# Exercise instructions:
Copy exactly the lines of the records below, and only those lines, beginning with the line that contains "# a formatted sample" and ending with the line that contains "227L368 123L258 146L308".

# Input:
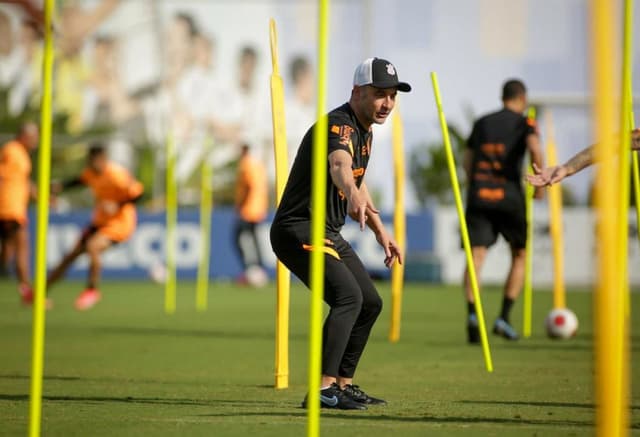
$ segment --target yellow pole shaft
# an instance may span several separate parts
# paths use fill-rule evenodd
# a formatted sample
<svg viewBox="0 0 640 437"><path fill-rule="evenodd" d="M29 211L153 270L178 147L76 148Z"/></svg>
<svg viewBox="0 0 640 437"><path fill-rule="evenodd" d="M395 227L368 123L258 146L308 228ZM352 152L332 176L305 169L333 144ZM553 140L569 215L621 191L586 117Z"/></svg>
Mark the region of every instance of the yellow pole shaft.
<svg viewBox="0 0 640 437"><path fill-rule="evenodd" d="M547 125L547 162L550 167L558 165L555 135L551 112L546 114ZM566 307L564 286L564 229L562 225L562 186L554 184L549 187L549 230L553 253L553 307Z"/></svg>
<svg viewBox="0 0 640 437"><path fill-rule="evenodd" d="M445 152L447 154L447 165L449 167L449 176L451 178L451 186L453 188L453 196L456 201L456 209L458 210L458 220L460 221L460 233L462 234L462 243L467 258L467 267L469 269L469 279L471 281L471 289L475 300L476 313L478 315L478 325L480 328L480 341L482 343L482 353L487 372L493 372L493 362L491 360L491 350L489 348L489 340L487 339L487 328L484 324L484 312L482 310L482 302L480 301L480 290L478 288L478 278L473 264L473 255L471 254L471 242L469 241L469 231L467 229L467 220L464 215L462 206L462 195L460 194L460 184L458 183L458 172L456 170L456 162L451 149L451 140L449 139L449 129L447 120L442 109L442 100L440 99L440 87L438 85L438 76L435 72L431 72L431 83L433 85L433 94L436 99L438 109L438 118L440 119L440 129L442 130L442 140L444 142Z"/></svg>
<svg viewBox="0 0 640 437"><path fill-rule="evenodd" d="M634 129L634 123L630 127ZM638 165L638 152L631 154L631 163L633 166L633 193L636 199L636 231L638 241L640 242L640 165Z"/></svg>
<svg viewBox="0 0 640 437"><path fill-rule="evenodd" d="M329 0L319 0L318 14L318 121L313 132L311 183L311 308L309 313L309 396L307 435L320 435L320 375L322 372L322 298L324 295L324 236L327 208L327 62Z"/></svg>
<svg viewBox="0 0 640 437"><path fill-rule="evenodd" d="M271 64L271 114L273 123L273 151L276 167L276 206L284 192L289 173L287 158L287 130L284 112L284 85L278 68L278 34L276 22L269 21ZM289 300L291 277L280 261L276 264L276 350L275 387L289 387Z"/></svg>
<svg viewBox="0 0 640 437"><path fill-rule="evenodd" d="M632 37L633 37L633 20L629 17L633 17L633 1L626 0L625 3L625 42L627 47L626 51L633 53L632 51ZM633 71L631 71L631 65L629 65L628 80L626 81L625 93L627 93L629 108L626 111L629 112L629 130L636 128L635 115L633 114ZM640 242L640 165L638 164L638 152L631 153L631 163L633 172L633 193L636 200L636 231L638 241ZM629 305L631 310L631 305Z"/></svg>
<svg viewBox="0 0 640 437"><path fill-rule="evenodd" d="M610 0L591 1L593 56L593 86L598 267L594 294L594 356L596 435L618 437L628 434L628 404L623 386L622 363L625 348L624 285L618 258L617 209L620 207L620 178L615 167L613 133L615 126L615 3ZM628 135L628 132L621 132Z"/></svg>
<svg viewBox="0 0 640 437"><path fill-rule="evenodd" d="M629 329L631 318L631 294L629 287L629 198L631 181L629 180L629 168L631 164L631 140L628 132L631 130L633 113L631 68L633 63L633 1L624 0L622 32L622 83L620 99L620 143L618 165L620 166L620 207L618 208L618 256L622 262L619 264L620 293L622 293L623 308L619 314L617 335L621 338L619 357L620 361L620 402L622 406L621 428L623 433L628 433L628 405L630 398L630 359ZM636 210L637 213L637 210Z"/></svg>
<svg viewBox="0 0 640 437"><path fill-rule="evenodd" d="M535 120L536 108L529 108L529 118ZM527 172L532 173L531 162ZM533 311L533 193L531 184L525 184L525 209L527 218L527 247L525 252L524 287L522 298L522 335L531 337L531 313Z"/></svg>
<svg viewBox="0 0 640 437"><path fill-rule="evenodd" d="M47 228L51 181L51 100L53 77L53 0L44 3L44 58L42 65L42 107L38 157L38 216L36 219L35 299L29 395L29 436L38 437L42 422L42 373L44 369L45 299L47 285Z"/></svg>
<svg viewBox="0 0 640 437"><path fill-rule="evenodd" d="M405 162L404 162L404 130L400 109L396 109L392 118L393 173L395 190L395 208L393 212L393 230L400 251L404 254L407 247L406 213L404 202ZM394 263L391 268L391 324L389 341L400 340L400 324L402 321L402 289L404 287L404 265Z"/></svg>
<svg viewBox="0 0 640 437"><path fill-rule="evenodd" d="M176 151L173 133L167 137L167 174L166 174L166 196L167 196L167 282L164 290L164 311L173 314L176 311L176 223L178 221L178 193L175 177Z"/></svg>
<svg viewBox="0 0 640 437"><path fill-rule="evenodd" d="M209 304L209 261L211 258L211 213L213 212L213 190L211 187L210 144L202 160L200 170L200 262L196 281L196 310L206 311Z"/></svg>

# Final answer:
# a formatted sample
<svg viewBox="0 0 640 437"><path fill-rule="evenodd" d="M29 211L153 270L178 147L76 148Z"/></svg>
<svg viewBox="0 0 640 437"><path fill-rule="evenodd" d="M395 227L368 123L258 146L308 228ZM352 152L332 176L305 169L333 144ZM553 140L569 215L621 191L586 117Z"/></svg>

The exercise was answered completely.